--- Goal ---
Repeat word for word the part of the forum thread on compressing a string in Python between "Vitaly Sokol" and "display the result.", inclusive.
═════ Text provided
+ 4

How to compress string in python I am not getting proper output can you please help me

string s is given as input ex-aaabb output-3a2b ex-"bbcd" output-2bcd here we are count frequency of each character and we have to display their count with that character https://code.sololearn.com/cBVuy2M68ul6/?ref=app

python character count string frequency compress

29th Feb 2020, 10:47 AM

Shelly Kapoor

15 Answers

+ 7

Gordon, storing individual letters in the dictionary with their frequency will allow you to work only with sequences like 'aaabb' not with 'aaabbaabbb' st = input() or 'aaabbaabbb' d = dict (zip (list(st), map (st.count, st))) print(''.join ([str(d[i]) + i for i in d])) output is '5a5b' , but should be '3a2b2a3b' i made it like this: https://code.sololearn.com/c2206HU7VFDA/?ref=app

29th Feb 2020, 11:43 AM

Vitaly Sokol

+ 2

Looping through the string is correct instead of using only one count variable and comparing with the first char only, Use a dictionary to store count count = {} # before the loop If the current char has not existed in the dictionary as a key, initialize by setting its value as 1. if not ch in count: count[ch] = 1 otherwise increment by 1. else: count[ch] = count[ch] + 1 at last, loop through the dictionary to display the result.
══════════
═════ Data block
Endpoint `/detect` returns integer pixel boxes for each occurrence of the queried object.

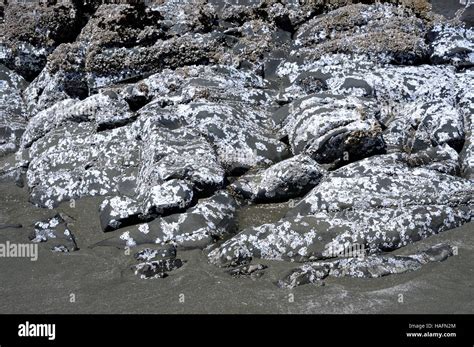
══════════
--- Completed exercise ---
Vitaly Sokol

+ 2

Looping through the string is correct instead of using only one count variable and comparing with the first char only, Use a dictionary to store count count = {} # before the loop If the current char has not existed in the dictionary as a key, initialize by setting its value as 1. if not ch in count: count[ch] = 1 otherwise increment by 1. else: count[ch] = count[ch] + 1 at last, loop through the dictionary to display the result.